*SET TASK*. Gather every line of the records below that contains the word "blue", and copy each such line in full. Case counts.

Pointing entries for named objects
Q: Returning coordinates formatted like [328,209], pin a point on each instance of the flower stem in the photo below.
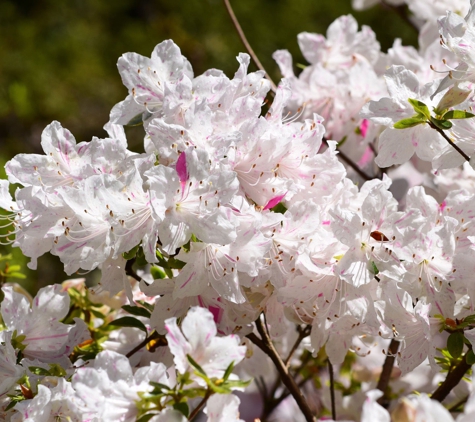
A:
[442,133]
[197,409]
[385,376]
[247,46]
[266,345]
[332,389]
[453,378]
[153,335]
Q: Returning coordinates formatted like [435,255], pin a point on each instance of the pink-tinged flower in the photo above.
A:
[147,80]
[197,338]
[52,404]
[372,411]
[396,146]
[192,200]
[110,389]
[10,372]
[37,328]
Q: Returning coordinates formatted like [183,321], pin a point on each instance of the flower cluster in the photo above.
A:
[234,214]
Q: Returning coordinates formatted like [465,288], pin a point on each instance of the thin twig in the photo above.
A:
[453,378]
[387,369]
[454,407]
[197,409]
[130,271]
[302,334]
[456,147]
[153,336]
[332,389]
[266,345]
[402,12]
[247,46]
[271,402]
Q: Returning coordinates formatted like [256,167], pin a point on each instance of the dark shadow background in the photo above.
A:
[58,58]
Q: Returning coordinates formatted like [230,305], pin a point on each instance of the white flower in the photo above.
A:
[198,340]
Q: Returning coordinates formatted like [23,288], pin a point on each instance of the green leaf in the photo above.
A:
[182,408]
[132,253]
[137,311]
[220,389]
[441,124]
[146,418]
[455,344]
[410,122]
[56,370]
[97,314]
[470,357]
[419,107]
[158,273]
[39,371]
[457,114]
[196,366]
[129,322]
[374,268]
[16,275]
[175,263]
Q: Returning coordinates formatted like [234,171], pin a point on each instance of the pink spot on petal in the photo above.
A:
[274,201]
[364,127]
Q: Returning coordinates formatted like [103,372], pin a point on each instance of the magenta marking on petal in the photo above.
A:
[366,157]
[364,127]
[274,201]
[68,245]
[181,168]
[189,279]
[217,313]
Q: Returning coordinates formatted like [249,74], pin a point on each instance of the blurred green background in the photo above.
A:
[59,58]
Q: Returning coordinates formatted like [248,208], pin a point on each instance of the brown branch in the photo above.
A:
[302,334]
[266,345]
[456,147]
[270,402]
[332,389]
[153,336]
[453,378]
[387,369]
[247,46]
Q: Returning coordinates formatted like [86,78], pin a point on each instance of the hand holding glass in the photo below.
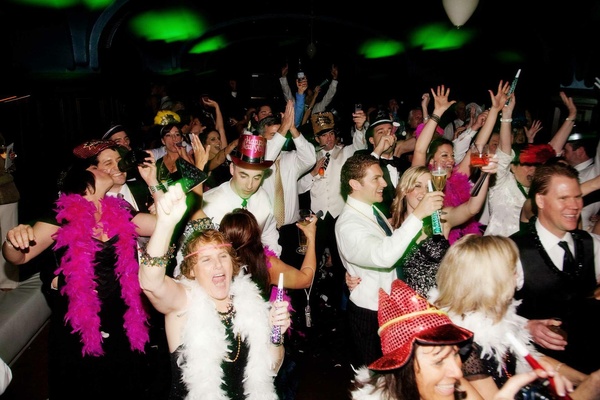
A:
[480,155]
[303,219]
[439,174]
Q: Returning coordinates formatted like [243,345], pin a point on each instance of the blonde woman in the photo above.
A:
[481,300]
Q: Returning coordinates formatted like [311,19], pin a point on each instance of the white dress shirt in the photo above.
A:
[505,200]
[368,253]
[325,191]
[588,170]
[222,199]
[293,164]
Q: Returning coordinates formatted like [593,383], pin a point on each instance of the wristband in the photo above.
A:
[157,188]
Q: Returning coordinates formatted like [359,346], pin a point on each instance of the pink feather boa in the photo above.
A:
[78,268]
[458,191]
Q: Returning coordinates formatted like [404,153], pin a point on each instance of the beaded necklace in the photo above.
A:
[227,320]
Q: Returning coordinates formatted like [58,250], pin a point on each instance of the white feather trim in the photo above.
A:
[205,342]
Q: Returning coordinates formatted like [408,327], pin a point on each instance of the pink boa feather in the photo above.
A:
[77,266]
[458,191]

* * *

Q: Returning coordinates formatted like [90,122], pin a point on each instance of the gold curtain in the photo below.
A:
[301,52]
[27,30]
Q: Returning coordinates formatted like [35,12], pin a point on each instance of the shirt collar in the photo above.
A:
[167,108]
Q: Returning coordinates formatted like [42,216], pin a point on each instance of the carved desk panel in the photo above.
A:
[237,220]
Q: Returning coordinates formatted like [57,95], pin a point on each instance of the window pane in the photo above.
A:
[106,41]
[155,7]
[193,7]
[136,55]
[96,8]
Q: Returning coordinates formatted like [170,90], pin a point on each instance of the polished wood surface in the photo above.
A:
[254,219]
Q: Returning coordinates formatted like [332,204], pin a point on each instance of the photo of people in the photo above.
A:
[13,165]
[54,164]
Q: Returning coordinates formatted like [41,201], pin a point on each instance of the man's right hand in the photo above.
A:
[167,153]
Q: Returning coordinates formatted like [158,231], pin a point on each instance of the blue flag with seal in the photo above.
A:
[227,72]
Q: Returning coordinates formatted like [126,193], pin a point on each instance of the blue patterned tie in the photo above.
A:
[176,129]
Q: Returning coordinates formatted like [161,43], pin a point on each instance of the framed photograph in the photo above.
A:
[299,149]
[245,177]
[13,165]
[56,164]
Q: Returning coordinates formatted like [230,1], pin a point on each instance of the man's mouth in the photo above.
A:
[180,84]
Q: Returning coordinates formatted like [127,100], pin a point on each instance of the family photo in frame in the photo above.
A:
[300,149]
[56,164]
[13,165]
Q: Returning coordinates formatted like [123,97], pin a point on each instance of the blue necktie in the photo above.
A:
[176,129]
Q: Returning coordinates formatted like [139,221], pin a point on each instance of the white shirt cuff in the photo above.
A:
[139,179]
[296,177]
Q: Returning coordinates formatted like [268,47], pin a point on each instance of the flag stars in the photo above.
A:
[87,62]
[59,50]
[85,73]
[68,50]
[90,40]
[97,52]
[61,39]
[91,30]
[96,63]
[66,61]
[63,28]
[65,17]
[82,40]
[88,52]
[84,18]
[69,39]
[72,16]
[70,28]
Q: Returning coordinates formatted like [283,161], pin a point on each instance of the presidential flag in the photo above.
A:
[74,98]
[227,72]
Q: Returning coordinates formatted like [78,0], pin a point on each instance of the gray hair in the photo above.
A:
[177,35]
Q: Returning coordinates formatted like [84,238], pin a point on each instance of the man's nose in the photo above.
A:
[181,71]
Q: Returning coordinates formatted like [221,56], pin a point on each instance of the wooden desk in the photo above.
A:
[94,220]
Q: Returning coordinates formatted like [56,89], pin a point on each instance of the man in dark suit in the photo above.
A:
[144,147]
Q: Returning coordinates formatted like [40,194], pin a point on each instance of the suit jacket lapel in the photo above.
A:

*SOLUTION TO THIS PROBLEM*.
Q: Returning coordinates formatted like [158,231], pin a point on each instance of the blue flag with seal in the photo above.
Q: Returning coordinates formatted like [126,193], pin a point on each instance of the blue patterned tie in the photo above.
Q: Returning coordinates formatted like [123,97], pin a point on each instance of the blue necktie in the photo above.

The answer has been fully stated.